- **SUPPLIED RECORDS**:
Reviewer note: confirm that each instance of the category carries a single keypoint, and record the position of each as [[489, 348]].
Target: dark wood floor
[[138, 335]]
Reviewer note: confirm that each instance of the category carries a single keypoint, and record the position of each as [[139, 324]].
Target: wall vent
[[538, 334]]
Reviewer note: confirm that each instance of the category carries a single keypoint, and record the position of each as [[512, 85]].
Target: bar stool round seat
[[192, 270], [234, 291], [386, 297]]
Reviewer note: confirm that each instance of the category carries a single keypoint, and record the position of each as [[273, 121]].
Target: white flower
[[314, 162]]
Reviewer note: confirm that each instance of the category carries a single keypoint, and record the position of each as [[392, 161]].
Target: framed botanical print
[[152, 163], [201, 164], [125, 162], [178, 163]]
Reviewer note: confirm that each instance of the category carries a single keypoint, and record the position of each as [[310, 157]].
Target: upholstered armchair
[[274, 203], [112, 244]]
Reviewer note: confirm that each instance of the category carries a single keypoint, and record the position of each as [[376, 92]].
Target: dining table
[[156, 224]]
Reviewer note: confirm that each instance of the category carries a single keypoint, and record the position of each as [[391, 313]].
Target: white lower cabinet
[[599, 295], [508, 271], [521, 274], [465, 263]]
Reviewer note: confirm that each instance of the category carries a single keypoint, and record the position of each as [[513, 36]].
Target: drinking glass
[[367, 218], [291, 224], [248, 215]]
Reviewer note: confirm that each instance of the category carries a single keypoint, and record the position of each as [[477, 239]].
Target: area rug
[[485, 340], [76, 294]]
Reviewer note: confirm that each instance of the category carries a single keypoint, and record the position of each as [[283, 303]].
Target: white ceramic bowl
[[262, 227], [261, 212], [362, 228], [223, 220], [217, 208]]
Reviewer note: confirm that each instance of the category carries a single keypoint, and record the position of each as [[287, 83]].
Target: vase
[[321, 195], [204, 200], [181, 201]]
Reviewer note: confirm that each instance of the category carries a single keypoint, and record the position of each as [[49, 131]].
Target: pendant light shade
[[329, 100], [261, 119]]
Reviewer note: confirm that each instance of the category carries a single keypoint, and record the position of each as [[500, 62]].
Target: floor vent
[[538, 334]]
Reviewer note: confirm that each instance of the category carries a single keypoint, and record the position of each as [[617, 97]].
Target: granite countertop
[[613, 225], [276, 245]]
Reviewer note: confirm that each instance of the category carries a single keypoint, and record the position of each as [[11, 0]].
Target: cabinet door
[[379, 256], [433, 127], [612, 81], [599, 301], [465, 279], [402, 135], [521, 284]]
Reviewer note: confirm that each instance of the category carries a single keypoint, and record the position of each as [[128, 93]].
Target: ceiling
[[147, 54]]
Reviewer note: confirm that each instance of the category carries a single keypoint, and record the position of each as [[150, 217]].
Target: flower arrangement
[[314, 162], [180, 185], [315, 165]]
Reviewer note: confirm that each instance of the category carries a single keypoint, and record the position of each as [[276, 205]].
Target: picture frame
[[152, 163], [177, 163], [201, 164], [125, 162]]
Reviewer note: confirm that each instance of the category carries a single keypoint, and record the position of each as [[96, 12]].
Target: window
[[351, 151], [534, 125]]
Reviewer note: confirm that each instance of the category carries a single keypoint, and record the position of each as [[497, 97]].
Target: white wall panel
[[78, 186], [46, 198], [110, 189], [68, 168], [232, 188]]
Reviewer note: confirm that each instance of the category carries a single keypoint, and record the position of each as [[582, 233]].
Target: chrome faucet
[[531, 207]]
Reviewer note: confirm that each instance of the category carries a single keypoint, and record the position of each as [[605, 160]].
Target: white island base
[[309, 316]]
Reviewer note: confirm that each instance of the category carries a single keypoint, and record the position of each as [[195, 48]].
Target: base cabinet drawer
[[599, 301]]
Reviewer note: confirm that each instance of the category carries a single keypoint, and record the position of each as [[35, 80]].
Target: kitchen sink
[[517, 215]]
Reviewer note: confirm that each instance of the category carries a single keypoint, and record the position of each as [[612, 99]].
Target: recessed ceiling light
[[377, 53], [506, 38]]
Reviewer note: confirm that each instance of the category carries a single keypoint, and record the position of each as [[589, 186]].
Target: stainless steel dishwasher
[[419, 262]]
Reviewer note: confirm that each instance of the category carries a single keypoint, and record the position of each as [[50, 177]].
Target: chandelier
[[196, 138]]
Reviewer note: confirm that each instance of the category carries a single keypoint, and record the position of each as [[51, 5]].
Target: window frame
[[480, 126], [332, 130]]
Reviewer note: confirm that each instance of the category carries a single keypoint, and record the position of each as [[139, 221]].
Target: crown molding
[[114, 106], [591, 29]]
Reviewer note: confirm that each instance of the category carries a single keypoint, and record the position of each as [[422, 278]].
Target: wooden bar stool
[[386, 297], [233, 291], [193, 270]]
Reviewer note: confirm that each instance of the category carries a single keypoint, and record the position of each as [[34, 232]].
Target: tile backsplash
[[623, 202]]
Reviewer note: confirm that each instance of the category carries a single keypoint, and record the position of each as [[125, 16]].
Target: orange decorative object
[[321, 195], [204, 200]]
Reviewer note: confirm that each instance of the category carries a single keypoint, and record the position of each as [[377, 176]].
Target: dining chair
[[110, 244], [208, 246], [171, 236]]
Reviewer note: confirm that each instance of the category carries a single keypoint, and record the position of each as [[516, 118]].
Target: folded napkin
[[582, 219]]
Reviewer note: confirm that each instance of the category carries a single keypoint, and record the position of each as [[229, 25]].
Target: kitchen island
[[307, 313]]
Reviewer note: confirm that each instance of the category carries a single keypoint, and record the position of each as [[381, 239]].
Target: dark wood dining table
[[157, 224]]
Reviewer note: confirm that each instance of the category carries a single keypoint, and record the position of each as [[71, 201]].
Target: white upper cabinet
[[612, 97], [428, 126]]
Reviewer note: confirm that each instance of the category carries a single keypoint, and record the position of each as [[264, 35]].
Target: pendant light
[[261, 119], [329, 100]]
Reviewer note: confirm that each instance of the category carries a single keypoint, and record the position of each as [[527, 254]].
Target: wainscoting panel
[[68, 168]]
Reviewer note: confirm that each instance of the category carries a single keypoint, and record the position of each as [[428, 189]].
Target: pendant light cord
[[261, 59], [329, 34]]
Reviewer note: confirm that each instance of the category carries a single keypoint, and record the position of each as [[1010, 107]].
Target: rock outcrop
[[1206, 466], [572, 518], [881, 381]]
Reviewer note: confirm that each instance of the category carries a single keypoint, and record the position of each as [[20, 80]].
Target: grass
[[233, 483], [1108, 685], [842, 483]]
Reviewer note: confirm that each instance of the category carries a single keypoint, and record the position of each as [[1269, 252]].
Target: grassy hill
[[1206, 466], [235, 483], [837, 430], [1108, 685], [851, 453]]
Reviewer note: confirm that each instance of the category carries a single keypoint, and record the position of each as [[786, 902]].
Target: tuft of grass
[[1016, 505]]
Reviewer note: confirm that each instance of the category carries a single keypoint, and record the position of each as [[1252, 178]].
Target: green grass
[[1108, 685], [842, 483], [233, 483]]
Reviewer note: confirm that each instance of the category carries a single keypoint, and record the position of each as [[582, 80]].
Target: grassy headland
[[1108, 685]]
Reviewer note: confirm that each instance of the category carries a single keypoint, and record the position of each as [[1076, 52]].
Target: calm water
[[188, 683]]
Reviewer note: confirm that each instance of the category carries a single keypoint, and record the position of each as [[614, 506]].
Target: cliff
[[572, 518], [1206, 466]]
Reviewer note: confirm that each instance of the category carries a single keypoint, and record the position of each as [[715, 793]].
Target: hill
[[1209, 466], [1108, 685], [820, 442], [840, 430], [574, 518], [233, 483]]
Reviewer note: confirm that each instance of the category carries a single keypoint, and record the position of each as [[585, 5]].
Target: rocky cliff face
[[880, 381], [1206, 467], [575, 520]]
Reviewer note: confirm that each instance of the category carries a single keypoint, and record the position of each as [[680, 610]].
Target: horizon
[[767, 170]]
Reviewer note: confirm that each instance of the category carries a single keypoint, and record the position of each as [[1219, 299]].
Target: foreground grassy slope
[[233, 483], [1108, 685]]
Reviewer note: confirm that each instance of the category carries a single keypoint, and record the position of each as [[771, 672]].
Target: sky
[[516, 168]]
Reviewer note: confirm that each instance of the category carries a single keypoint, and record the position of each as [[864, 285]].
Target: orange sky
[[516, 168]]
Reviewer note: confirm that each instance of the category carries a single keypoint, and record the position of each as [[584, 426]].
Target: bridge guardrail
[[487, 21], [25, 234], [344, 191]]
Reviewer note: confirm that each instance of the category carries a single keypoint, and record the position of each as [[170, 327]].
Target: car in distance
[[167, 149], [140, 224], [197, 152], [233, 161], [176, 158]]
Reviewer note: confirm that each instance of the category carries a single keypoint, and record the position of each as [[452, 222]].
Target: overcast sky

- **DIRECTIONS FOR THIS TASK**: Set down only the lines above that fall between the line holding "Target: floor vent" and the line holding "as [[195, 48]].", inclusive, keeping each exact.

- **EXERCISE RESULT**:
Target: floor vent
[[538, 334]]
Reviewer note: confirm that each instance of the category carries a single keypoint, and record the position of each as [[617, 97]].
Target: granite countertop
[[613, 225], [276, 245]]
Reviewer note: confirm that each instance of the category carries a single keypoint, and record the position of each as [[11, 0]].
Target: cabinet door
[[379, 256], [433, 127], [612, 81], [599, 301], [465, 279], [402, 135], [521, 284]]
Reviewer note: confirm that each instance of the category carries a single keypoint, and record the position of each as [[128, 93]].
Target: ceiling
[[147, 54]]
Reviewer note: confirm that each instance of the category carries a single keypoint, and record the position of each as [[150, 217]].
Target: flower arrangement
[[314, 162], [180, 185], [315, 165]]
Reviewer note: confirm that each instance of the category carries a single keypoint, and record the position of each as [[276, 205]].
Target: picture frame
[[152, 163], [177, 163], [201, 164], [125, 162]]
Reviewer note: confirm that each instance of the category carries a single keypoint, and record the position of each as [[96, 12]].
Target: window
[[351, 151], [534, 125]]
Reviewer note: confirm that each instance of the category carries a single keypoint, and record the position of each as [[497, 97]].
Target: white wall panel
[[78, 186], [46, 198], [110, 189], [68, 168], [232, 188]]
Reviewer note: confirm that each instance of the category carries a single keypoint, and record the position of each as [[582, 233]].
Target: chrome faucet
[[531, 207]]
Reviewer note: confirm that each instance of the category carries a single keypoint, and record the position of each as [[605, 160]].
Target: white island base
[[309, 316]]
Reviewer note: confirm that each instance of the category carries a single keypoint, and record the position of each as [[195, 48]].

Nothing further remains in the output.